(Source text begins)

At Thanksgiving, the lives of these heritage turkeys will end (believe me, I know), but at least they had a life. The “animal rights”/PETA alternative is, what…to deny life?
Yeah, that’s more humane. Right.
Clearly, in my view it is far less humane and morally unethical to deny life at all than to grant life and provide the conditions for animals to fully express their genetic characteristics and instincts.
Yet if “animal rights” supporters had their way the world would be vegan and every animal granted a beautiful life in our world would be nonexistent in theirs.
No, no, no! For us the right decision is to condemn factory farming methods, rather than ethical meat consumption. Our aim is to allow animals to enjoy a great life and then be great on the plate. And, just in case you’re wondering, we do name our animals.
Nature Doesn’t Farm Without Livestock
As Sir Albert Howard discovered and said, ““Mother Nature never farms without livestock.”
As I walked among the fields of our newly purchased farm in 2006, my eyes fixated on all that was wrong. Among the bulging clumps of fescue were expansive areas of hard, bare ground, large areas of briars and brambles, and a ubiquitous display of weeds unpalatable to a cow. As a novice farmer at the time, I sought guidance from books written over a half century ago by Sir Albert Howard and Andre Voisin, the 1959 author of what would become a classic conservation book entitled Grass Productivity.
Voisin made a compelling case for rotational grazing and putting grazing livestock with grass at the right stage of forage development for a limited time. Rotational grazing simply means frequently moving grazing animals such as sheep and cowsfrom one paddock to another, with the goal being to allow them to eat or trample forages in their paddock without having time to take a second bite of the plant.
So, beyond our perceived need for meat and our desire to give animals a great life, a fourth reason we chose to farm livestock was because we needed their help if we were to restore health to the land we now cared for. And if you’re gonna give livestock a purpose on the farm, you have to have a plan to harvest them later.

(Source text ends)
(Data to examine begins)

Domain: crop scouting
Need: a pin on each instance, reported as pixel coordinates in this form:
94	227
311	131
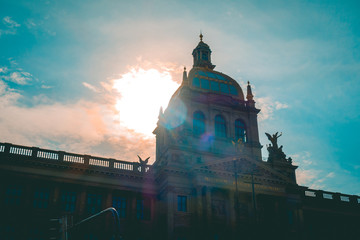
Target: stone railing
8	149
334	196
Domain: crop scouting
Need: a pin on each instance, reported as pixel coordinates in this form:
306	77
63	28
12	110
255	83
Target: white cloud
10	23
15	74
10	26
89	86
268	106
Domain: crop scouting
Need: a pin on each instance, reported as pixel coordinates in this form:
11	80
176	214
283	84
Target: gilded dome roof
207	80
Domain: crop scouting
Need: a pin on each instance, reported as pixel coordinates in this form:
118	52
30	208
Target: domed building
208	155
209	179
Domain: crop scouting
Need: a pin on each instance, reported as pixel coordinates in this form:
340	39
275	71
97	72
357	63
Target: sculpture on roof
276	153
143	164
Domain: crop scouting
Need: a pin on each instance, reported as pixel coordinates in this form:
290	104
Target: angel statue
273	139
143	163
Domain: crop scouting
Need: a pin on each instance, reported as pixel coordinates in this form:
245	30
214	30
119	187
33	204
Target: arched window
240	130
220	126
198	123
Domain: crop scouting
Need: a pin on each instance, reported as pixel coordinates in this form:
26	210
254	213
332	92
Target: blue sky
60	61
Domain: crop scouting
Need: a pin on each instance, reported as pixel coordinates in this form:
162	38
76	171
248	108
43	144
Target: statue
143	163
273	139
276	153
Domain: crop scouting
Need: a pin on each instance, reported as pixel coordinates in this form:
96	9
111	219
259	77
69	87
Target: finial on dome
249	95
185	79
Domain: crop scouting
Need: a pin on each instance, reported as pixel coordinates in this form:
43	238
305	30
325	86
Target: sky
89	77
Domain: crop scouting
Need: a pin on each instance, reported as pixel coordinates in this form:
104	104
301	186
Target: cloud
84	127
268	106
15	74
10	23
89	86
10	26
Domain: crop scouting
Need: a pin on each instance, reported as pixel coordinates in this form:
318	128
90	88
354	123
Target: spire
249	95
160	117
185	76
202	55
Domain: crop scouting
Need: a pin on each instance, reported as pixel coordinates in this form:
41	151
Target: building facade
209	180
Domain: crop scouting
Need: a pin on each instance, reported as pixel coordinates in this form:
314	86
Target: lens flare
143	92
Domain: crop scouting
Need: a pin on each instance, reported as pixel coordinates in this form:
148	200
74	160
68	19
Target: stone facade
209	180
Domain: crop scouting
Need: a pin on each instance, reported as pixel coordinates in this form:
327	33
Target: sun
142	93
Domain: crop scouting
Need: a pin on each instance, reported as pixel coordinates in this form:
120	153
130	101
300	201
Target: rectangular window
13	195
182	203
205	84
143	209
120	204
68	201
214	86
41	198
224	88
140	209
93	203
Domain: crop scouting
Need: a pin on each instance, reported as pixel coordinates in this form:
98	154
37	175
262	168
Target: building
209	180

(Data to examine ends)

Required actions:
**1)** Render this sentence from the livestock farming text into Spanish: "Our aim is to allow animals to enjoy a great life and then be great on the plate."
**2)** Write the next passage of the livestock farming text, continuing after its final sentence.

Numbered responses:
**1)** Nuestro objetivo es permitir que los animales disfruten de una gran vida y luego sean excelentes en el plato.

**2)**
Factory farming is all about changing the environment; clearing land, putting up chicken houses, swine houses and feedlots, bringing animals in, importing feed. The result becomes a pollution problem at the factory farm and a lack of fertility problem on the land.
Natural farming is about using the right animal to do the right job. Putting pigs in the woods instead of clear-cutting, letting cows graze and harvest their own feed instead of trucking distant grain to them. Letting the fertilizer drop to the soil.
That kind of thing.
Animals belong on the land and in the woods, not on concrete slabs and in air-conditioned buildings. They have genetic instincts to root, graze, herd, breed and socialize. Just as we do. They deserve the right to live as naturally as they can, but, let’s be honest here, we humans got to the top of the food chain by consuming them.
Few people mourn the worm that the chicken plucks from the soil. Instead, we praise the bird as we cheerfully mock, “the early bird gets the worm.”
But the worm is dead and the chicken ate it. Then the mother fox eats the chicken as a hawk swoops in and plucks an untended baby fox. And so it goes in the circle of life.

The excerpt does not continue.